*** Opening Data for review ***
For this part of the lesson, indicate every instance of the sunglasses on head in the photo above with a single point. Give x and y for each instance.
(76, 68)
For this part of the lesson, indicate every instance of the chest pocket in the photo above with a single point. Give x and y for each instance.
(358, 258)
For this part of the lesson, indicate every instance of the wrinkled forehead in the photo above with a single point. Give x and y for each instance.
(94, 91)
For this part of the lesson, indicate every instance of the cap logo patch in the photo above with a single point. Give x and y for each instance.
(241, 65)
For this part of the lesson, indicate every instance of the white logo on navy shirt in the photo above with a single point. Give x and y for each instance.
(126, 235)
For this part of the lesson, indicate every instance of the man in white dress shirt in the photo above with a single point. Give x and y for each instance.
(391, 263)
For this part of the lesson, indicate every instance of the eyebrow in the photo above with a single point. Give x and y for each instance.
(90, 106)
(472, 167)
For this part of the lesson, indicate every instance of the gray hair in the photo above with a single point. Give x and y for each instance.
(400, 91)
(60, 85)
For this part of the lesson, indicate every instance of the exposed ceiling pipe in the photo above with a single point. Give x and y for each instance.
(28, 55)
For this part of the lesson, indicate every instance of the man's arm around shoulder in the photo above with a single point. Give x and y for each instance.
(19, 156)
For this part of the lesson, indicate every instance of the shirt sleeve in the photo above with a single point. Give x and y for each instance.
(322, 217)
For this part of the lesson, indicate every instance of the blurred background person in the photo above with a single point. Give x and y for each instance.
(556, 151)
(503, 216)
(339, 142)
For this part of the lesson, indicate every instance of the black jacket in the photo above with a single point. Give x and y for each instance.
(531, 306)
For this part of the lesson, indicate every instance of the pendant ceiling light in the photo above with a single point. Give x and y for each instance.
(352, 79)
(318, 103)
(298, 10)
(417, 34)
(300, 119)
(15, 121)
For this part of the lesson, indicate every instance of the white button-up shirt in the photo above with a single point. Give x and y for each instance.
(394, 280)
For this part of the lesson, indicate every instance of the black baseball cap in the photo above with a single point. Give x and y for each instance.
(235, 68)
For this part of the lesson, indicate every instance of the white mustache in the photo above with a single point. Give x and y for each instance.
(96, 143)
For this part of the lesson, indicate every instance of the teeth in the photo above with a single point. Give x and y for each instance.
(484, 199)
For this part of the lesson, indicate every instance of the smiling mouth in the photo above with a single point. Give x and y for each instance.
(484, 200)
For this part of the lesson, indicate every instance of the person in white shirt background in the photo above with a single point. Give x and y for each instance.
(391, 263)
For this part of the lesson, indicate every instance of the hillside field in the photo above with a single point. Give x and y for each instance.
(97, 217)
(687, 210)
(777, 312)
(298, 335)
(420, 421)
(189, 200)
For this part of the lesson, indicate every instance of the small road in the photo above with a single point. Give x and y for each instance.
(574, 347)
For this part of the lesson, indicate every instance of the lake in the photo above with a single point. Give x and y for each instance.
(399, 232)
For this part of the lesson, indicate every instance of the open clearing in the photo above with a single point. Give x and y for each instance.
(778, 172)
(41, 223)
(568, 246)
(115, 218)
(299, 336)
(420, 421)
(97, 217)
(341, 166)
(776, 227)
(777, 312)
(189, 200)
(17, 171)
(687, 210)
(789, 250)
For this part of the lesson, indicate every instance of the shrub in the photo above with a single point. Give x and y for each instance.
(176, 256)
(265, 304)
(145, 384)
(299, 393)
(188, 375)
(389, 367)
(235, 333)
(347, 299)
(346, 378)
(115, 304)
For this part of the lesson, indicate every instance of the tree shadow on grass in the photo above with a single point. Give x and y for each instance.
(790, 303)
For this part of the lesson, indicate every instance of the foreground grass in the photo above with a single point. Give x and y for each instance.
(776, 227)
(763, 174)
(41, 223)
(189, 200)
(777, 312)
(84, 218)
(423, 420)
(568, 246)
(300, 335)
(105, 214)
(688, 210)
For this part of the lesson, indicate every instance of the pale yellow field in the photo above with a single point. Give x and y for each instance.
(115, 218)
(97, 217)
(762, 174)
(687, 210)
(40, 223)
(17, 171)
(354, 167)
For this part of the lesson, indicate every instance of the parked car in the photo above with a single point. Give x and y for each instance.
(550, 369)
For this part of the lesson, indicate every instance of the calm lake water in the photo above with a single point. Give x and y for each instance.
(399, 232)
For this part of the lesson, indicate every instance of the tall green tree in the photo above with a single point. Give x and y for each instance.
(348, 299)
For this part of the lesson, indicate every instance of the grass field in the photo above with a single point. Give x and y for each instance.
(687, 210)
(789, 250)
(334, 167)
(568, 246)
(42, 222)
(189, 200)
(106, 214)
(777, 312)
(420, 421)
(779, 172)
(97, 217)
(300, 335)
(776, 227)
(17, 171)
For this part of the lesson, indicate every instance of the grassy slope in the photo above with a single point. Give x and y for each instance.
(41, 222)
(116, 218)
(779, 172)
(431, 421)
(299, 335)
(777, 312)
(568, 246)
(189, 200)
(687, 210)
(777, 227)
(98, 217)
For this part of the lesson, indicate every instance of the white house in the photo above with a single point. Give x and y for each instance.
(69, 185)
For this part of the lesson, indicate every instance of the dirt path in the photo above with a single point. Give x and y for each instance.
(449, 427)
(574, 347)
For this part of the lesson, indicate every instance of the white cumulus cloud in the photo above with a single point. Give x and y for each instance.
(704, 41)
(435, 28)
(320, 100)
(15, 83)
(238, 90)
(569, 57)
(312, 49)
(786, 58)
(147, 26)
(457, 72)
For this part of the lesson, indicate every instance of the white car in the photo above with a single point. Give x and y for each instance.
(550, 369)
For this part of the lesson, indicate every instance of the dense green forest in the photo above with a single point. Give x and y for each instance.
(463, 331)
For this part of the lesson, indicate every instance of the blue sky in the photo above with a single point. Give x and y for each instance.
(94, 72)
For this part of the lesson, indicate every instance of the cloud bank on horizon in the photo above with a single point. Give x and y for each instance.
*** Closing Data for review ***
__Action item__
Please give all of the entries again, exactly as written.

__Solution to this problem__
For this part of the lesson, indicate every instance of the sunglasses on head in the photo above with a single point. Give x and y for each instance.
(76, 68)
For this part of the lesson, indicate every instance of the chest pocket in the photo above with a single point. Give x and y for each instance.
(358, 258)
For this part of the lesson, indicate every instance of the wrinkled forehead in the photo above with a single point. Give x and y for each instance.
(94, 91)
For this part of the lesson, indicate every instance of the cap logo patch in the photo above with a single point. Give x and y for each instance.
(241, 65)
For this part of the lesson, indicate every instance of the white logo on navy shirt in the photo above with a single point. Give x and y for each instance.
(126, 235)
For this part of the lesson, indicate every instance of the man in white dress shirt in the photo above with a single point. Give x and y for each instance.
(391, 263)
For this part of the lesson, indicate every instance of the eyebrow in the photo above with a single point. Give x and y for each instance.
(90, 106)
(472, 167)
For this part of the lesson, indicate every instance of the gray hair in the photo above with a single point. Give x and y for each instance.
(400, 91)
(60, 85)
For this part of the lesson, indicate every instance of the exposed ceiling pipe in the photo above with a single point. Give x and y for each instance.
(28, 55)
For this part of the lesson, indicate every instance of the man's arm around shoulder in the photo above with a single point. Give x and y for each instance.
(19, 156)
For this part of the lesson, indicate every instance of the shirt sleeve in the photo above with a single point. Give x and y for each instance.
(322, 217)
For this part of the lesson, indicate every instance of the blurred background person in the photo above with a single point. Give x and y for each instance.
(556, 151)
(503, 216)
(339, 142)
For this part of the lesson, indicate every instance of the black jacket in the photo above with a single point. Give x and y for each instance.
(531, 306)
For this part of the lesson, indicate every instance of the pendant ceiling light in the photo above with a single point. Give x and y for each instance.
(352, 79)
(318, 103)
(298, 10)
(417, 34)
(300, 119)
(15, 121)
For this part of the lesson, indicate every instance of the white button-up shirt in the photo above with a single point. Give x and y for each instance.
(394, 280)
For this part of the lesson, indicate every instance of the black baseball cap in the photo above with a single point. Give x and y for each instance.
(235, 68)
For this part of the lesson, indicate every instance of the white mustache in the photo above with a single point. Give x and y for each instance.
(96, 143)
For this part of the lesson, indicate every instance of the teeth in the photo above with a single point. Give x and y for each instance.
(484, 199)
For this part of the lesson, indicate every instance of the smiling mouth in the photo above with a single point. Give x and y for each instance.
(484, 200)
For this part of the lesson, indicate every instance of the person in white shirt background in the photo above with a single point. Give x and y for each instance.
(391, 263)
For this part of the lesson, indicate every instance of the hillside field in the photo above with a single point. Give x and y for each instance.
(97, 217)
(687, 210)
(777, 312)
(298, 335)
(420, 421)
(189, 200)
For this part of the lesson, indicate every instance of the small road in the photo above with a single point. Give x and y for each instance.
(574, 347)
For this part of the lesson, indicate every instance of the lake in the photo above with a single point. Give x and y for each instance.
(399, 232)
For this part of the lesson, indicate every instance of the open clearing in the photo above with a single point. Give x and y for each instance.
(778, 172)
(41, 223)
(568, 246)
(115, 218)
(299, 336)
(420, 421)
(97, 217)
(341, 166)
(776, 227)
(777, 312)
(189, 200)
(17, 171)
(687, 210)
(789, 250)
For this part of the lesson, indicate every instance of the shrub in the photo above with a single point. Give x and y for each instance.
(176, 256)
(265, 304)
(145, 384)
(299, 393)
(188, 375)
(389, 367)
(235, 333)
(347, 299)
(346, 378)
(115, 304)
For this part of the lesson, indicate every instance of the tree shadow on grass in the photo above with a single point. Give x and y for each instance.
(790, 303)
For this part of the lesson, indicate every instance of the foreground grass in the photo above with a single point. Give x and y for each instance.
(776, 227)
(763, 174)
(41, 223)
(189, 200)
(777, 312)
(84, 218)
(423, 420)
(568, 246)
(300, 335)
(105, 214)
(688, 210)
For this part of the lesson, indicate every instance of the pale yellow field in the photo above with a single point. Give x and y for each instance.
(115, 218)
(97, 217)
(762, 174)
(687, 210)
(40, 223)
(17, 171)
(354, 167)
For this part of the lesson, indicate every instance of the parked car in the photo above with a single point. Give x and y for each instance.
(550, 369)
For this part of the lesson, indicate every instance of the calm lake water in the photo above with a single point. Give x and y for each instance.
(399, 232)
For this part of the lesson, indicate every instance of the tall green tree in the photo above with a single point. Give x and y for each instance.
(348, 299)
For this part of the lesson, indicate every instance of the grass field in the photo above with a single point. Give x and y for each instance.
(687, 210)
(789, 250)
(334, 167)
(568, 246)
(42, 222)
(189, 200)
(106, 214)
(777, 312)
(420, 421)
(779, 172)
(97, 217)
(300, 335)
(776, 227)
(17, 171)
For this part of the lesson, indicate every instance of the grassy slope in the photo above with a single point. Give x and y for each instance.
(41, 222)
(116, 218)
(779, 172)
(431, 421)
(299, 335)
(777, 312)
(568, 246)
(189, 200)
(687, 210)
(777, 227)
(98, 217)
For this part of the lesson, indicate every instance of the white house in the photo above with a single point. Give x and y for each instance.
(69, 185)
For this part of the lesson, indicate every instance of the dirt path in the photo above with a single point. Give x and y for each instance.
(449, 427)
(574, 347)
For this part of the lesson, indicate every instance of the white cumulus cloud in the photo above with a single point. Give x and y for each instance.
(704, 41)
(435, 28)
(320, 100)
(15, 83)
(238, 90)
(569, 57)
(312, 49)
(786, 58)
(147, 26)
(457, 72)
For this part of the lesson, indicate every instance of the white car in the photo above with a single point. Give x and y for each instance.
(550, 369)
For this part of the lesson, indicate every instance of the dense green forest in the photo above with a single point. Give x and y for each instance.
(463, 331)
For this part of the lesson, indicate every instance of the blue sky in the photo above with a single point. Give x and y for each instance.
(94, 72)
For this part of the lesson, indicate every instance of the cloud bank on horizon in the photo above with a single point. Give x and y for each instance.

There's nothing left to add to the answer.